• **GIVEN RECORDS**:
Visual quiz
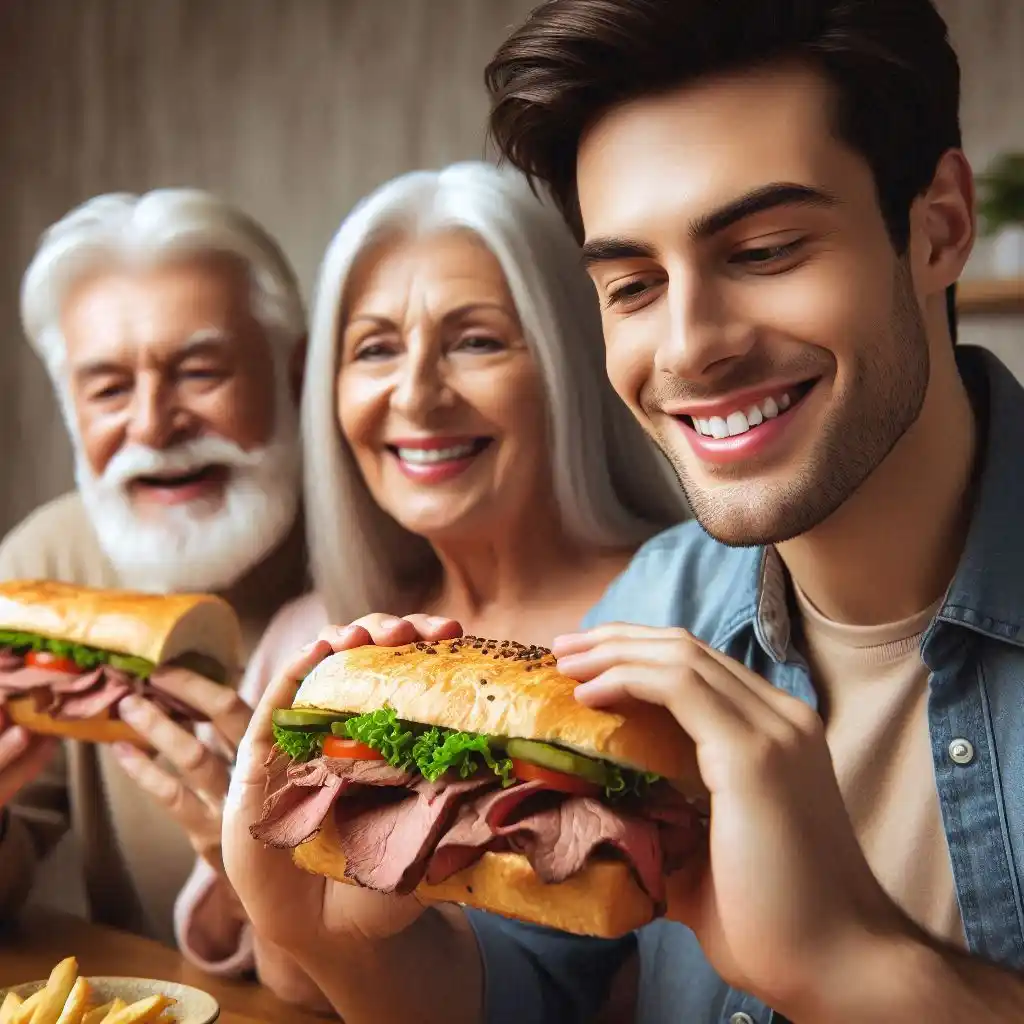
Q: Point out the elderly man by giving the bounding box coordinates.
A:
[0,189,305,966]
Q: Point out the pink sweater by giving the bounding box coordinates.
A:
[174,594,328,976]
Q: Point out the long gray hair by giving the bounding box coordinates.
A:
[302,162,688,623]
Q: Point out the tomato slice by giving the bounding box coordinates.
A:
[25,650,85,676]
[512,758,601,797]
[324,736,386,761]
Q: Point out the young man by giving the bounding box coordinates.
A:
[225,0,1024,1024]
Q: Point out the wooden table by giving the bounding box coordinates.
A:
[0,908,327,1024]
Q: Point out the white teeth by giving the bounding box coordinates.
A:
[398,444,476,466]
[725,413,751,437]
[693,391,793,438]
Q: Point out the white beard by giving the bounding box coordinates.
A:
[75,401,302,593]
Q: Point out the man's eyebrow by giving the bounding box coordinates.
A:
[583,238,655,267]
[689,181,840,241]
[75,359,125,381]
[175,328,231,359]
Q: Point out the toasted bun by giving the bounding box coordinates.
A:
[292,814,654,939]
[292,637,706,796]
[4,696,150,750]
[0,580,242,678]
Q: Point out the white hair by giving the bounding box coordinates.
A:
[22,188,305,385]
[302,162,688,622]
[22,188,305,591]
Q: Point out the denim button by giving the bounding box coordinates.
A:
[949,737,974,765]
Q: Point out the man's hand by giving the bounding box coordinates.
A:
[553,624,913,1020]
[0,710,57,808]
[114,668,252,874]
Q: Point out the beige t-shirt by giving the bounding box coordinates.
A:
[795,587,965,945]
---
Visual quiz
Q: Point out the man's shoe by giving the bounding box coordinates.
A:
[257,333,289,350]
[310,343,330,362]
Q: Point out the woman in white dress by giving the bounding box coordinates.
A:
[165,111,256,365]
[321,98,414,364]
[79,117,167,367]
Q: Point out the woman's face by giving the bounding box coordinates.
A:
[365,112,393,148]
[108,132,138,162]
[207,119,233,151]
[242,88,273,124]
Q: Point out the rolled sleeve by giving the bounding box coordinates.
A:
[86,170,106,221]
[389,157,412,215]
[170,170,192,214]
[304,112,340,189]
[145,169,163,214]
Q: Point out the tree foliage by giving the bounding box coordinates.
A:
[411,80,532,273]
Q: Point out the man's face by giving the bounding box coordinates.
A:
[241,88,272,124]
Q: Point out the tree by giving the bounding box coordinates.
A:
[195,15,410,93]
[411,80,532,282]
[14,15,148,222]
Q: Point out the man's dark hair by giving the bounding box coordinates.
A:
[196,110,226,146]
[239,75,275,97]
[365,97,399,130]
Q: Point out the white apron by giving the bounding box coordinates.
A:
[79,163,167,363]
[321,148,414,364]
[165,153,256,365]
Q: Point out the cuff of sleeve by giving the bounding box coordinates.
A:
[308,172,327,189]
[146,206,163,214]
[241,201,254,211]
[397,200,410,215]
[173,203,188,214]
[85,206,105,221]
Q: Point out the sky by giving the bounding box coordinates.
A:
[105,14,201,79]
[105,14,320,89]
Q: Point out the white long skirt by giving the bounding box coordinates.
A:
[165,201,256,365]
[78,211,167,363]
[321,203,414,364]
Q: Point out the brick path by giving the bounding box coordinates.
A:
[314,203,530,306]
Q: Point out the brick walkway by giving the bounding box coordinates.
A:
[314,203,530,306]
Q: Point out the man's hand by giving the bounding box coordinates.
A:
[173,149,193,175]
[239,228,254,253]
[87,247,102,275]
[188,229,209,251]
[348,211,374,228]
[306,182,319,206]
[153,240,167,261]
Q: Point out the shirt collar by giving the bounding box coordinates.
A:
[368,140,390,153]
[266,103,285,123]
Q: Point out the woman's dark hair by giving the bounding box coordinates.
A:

• **STATED PROBLEM**:
Copy out every line from the one containing "Q: Point out the pink" down to the one containing "[0,908,327,1024]", keeping both of those lines.

• **OUTPUT FOR THIS TASK**:
Q: Point out the pink sweater by giving the bounding box coordinates.
A:
[174,594,328,976]
Q: Point out the long gray hair by giving the bounding box coordinates.
A:
[302,162,688,623]
Q: Point out the tomato slice by giving the bounding box coordinates.
A:
[25,650,85,676]
[512,758,601,797]
[324,736,386,761]
Q: Point out the young man by giving the bounding box coordinates.
A:
[225,0,1024,1024]
Q: Point out the wooden table by giving the bounding box coordinates.
A:
[0,908,327,1024]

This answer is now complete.